- **BRIEF**: Count the lines in the entries below that contain the word "fishing", matching case exactly, and reply with only the number.

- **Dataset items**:
========
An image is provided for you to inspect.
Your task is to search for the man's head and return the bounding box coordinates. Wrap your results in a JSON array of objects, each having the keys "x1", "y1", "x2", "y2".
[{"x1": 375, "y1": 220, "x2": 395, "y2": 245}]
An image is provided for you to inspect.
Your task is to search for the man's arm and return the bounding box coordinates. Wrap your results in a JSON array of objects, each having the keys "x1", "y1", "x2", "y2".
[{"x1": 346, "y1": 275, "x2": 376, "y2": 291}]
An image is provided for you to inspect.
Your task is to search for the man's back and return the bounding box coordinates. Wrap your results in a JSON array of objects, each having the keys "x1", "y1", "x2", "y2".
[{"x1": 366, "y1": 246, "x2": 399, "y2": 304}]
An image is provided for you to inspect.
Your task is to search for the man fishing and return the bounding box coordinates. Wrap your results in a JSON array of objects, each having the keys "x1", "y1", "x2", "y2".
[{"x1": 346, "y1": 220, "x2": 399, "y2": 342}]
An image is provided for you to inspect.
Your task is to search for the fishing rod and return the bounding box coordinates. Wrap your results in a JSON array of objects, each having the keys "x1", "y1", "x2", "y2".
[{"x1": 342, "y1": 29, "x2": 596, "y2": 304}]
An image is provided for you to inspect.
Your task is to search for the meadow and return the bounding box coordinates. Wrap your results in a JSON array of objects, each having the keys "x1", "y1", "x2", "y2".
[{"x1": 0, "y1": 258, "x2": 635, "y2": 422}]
========
- **EXPECTED ANSWER**: 2